**节选段落**
★ ★ ★ ★ ★

In [1]:
from keras.datasets import cifar10
from keras.preprocessing.image import ImageDataGenerator
from keras.models import load_model, Model
from keras.layers import Input, Dense, Dropout, Activation, Flatten
from keras.layers import Convolution2D, MaxPooling2D, GlobalAveragePooling2D
from keras.layers.noise import GaussianNoise
from keras.layers.normalization import BatchNormalization
from keras.applications import ResNet50, VGG16, InceptionV3
from keras.applications.vgg16 import preprocess_input, decode_predictions
# from utils import make_parallel
import os
import sys
import cv2
import numpy as np
import pandas as pd
import matplotlib.pyplot as plt
from time import time
from keras.utils import to_categorical
from tqdm import tqdm
%matplotlib inline

Using TensorFlow backend.


## 1.将预训练模型搭配新分类器 在新数据集上训练该分类器 (Transfer Learning)

**两种方式**
- 方式1：载入预训练的整个模型结构 + 权重，搭配新分类器训练
- 方式2：构建与预训练模型结构一致的模型，仅载入预训练的权重，搭配新分类器训练

### 1.0 数据准备
**基本处理流程**
- 读入每张图片：cv2.imread
- 调整图片尺寸：cv2.resize
- 定义图片对应的类别：cat = 0, dog = 1
- 同步打乱图片和分类顺序：shuffle
- 分割为训练集和验证集：train_test_split （可以省略，后面训练时可以通过配置validation_split参数达到同样目的）

In [3]:
shape = 224
label = np.array([0] * 12500 + [1] * 12500)
data = np.zeros((25000, shape, shape, 3), dtype=np.uint8)

for i in tqdm(range(12500)):
    img = cv2.imread('./train/cat.%s.jpg' % str(i))
    img = img[:, :, ::-1]
    data[i] = cv2.resize(img, (shape, shape))
    
for i in tqdm(range(12500)):
    img = cv2.imread('./train/dog.%s.jpg' % str(i))
    img = img[:, :, ::-1]
    data[i + 12500] = cv2.resize(img, (shape, shape))
    
print('Training Data Size = %.2f GB' % (sys.getsizeof(data)/1024**3))

100%|██████████| 12500/12500 [02:09<00:00, 96.27it/s] 
100%|██████████| 12500/12500 [01:54<00:00, 109.38it/s]

Training Data Size = 3.00 GB





In [5]:
from sklearn.model_selection import train_test_split
X_train, X_val, y_train, y_val = train_test_split(data, label, test_size=0.2, random_state=42)

In [6]:
test = np.zeros((12500, shape, shape, 3), dtype=np.uint8)
for i in tqdm(range(12500)):
    img = cv2.imread('./test/%s.jpg' % str(i + 1))
    img = img[:, :, ::-1]
    test[i] = cv2.resize(img, (shape, shape))

★ ★ ★ ★ ★

**条目摘录**
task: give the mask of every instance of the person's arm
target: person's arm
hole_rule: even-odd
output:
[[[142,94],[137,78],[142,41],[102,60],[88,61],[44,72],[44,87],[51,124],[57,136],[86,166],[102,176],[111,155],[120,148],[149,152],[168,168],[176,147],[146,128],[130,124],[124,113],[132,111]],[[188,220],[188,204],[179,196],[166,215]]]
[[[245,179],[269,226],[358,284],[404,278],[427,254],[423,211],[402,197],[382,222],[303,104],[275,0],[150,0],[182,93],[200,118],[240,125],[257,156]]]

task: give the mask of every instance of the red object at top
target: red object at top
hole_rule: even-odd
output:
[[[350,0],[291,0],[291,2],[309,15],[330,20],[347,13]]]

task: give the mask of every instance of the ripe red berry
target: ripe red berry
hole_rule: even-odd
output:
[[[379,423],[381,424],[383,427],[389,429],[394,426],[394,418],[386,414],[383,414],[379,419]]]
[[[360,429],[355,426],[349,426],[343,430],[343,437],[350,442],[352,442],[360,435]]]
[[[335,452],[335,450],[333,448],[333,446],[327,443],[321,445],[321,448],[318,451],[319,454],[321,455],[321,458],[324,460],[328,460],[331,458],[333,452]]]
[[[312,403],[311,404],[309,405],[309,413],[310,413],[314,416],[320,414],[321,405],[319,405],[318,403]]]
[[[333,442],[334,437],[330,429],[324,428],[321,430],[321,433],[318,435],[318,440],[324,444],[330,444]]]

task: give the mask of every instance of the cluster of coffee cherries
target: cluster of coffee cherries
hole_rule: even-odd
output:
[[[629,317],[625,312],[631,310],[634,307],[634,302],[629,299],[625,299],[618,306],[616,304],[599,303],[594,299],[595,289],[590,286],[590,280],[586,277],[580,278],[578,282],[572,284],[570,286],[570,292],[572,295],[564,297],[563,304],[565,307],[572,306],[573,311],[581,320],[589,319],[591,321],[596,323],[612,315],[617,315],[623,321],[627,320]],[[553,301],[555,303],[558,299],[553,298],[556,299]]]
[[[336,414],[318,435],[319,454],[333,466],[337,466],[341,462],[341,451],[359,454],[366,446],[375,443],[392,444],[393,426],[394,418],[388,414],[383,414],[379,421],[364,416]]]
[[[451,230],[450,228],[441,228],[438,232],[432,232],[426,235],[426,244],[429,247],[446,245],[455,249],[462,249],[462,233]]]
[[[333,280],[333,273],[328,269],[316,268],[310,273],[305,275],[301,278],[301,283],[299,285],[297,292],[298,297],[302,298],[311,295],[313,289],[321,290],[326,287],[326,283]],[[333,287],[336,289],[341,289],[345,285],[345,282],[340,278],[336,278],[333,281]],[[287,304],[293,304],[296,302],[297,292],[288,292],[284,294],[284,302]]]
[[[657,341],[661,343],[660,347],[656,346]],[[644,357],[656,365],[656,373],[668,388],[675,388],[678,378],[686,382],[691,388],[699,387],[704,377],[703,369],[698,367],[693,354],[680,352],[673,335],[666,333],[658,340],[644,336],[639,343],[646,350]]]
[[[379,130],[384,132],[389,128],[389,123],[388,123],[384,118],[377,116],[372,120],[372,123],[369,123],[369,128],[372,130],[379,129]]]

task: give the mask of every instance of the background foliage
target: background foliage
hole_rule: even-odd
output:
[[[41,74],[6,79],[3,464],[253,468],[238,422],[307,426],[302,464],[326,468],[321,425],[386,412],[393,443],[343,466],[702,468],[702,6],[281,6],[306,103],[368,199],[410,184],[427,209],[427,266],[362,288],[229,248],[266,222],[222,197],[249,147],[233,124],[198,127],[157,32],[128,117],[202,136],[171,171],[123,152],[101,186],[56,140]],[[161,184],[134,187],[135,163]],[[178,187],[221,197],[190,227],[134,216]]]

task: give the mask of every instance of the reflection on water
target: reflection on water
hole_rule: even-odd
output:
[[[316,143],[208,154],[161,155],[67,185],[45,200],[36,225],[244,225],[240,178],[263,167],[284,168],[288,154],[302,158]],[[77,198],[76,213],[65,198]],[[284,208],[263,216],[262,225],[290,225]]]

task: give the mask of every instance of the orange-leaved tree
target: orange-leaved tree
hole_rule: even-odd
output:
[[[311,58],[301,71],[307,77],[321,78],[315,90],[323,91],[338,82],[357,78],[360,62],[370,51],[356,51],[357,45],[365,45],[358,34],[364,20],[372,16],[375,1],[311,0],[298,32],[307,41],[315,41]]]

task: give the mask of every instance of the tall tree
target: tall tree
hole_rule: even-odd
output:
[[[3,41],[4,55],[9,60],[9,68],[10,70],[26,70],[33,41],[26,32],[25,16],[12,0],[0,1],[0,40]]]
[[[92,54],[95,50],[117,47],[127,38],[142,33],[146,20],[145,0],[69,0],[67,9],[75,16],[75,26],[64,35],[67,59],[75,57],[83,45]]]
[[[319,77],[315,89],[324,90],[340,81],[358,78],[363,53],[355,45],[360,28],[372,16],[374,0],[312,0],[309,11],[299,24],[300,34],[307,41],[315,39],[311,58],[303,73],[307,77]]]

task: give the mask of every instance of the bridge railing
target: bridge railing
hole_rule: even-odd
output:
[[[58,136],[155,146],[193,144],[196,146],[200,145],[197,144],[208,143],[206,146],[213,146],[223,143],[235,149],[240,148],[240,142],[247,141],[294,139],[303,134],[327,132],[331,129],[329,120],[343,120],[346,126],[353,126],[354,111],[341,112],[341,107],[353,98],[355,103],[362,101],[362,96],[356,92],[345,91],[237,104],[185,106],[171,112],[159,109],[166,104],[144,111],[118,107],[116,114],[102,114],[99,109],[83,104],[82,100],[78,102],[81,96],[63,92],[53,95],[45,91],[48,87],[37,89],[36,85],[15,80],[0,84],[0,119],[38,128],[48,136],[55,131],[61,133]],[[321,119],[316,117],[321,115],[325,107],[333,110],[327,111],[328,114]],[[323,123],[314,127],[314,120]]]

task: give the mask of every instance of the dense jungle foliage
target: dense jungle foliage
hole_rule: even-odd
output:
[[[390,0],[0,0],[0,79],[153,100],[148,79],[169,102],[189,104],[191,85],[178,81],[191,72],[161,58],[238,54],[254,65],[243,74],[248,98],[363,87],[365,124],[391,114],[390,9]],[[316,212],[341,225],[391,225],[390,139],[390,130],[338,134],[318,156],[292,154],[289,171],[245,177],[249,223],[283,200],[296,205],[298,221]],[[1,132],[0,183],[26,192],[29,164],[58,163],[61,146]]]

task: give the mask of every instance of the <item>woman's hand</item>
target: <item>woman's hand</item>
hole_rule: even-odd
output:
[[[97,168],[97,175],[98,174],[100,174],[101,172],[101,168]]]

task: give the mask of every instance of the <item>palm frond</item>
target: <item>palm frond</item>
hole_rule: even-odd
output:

★ ★ ★ ★ ★

**任务要求**
把迁移学习笔记中从“data = np.zeros((25000, shape, shape, 3), dtype=np.uint8)”往下直到“data[i] = cv2.resize(img, (shape, shape))”的全部内容一字不差地重新写出。 上述条目是独立材料，与迁移学习笔记无关。

**回复**
data = np.zeros((25000, shape, shape, 3), dtype=np.uint8)

for i in tqdm(range(12500)):
    img = cv2.imread('./train/cat.%s.jpg' % str(i))
    img = img[:, :, ::-1]
    data[i] = cv2.resize(img, (shape, shape))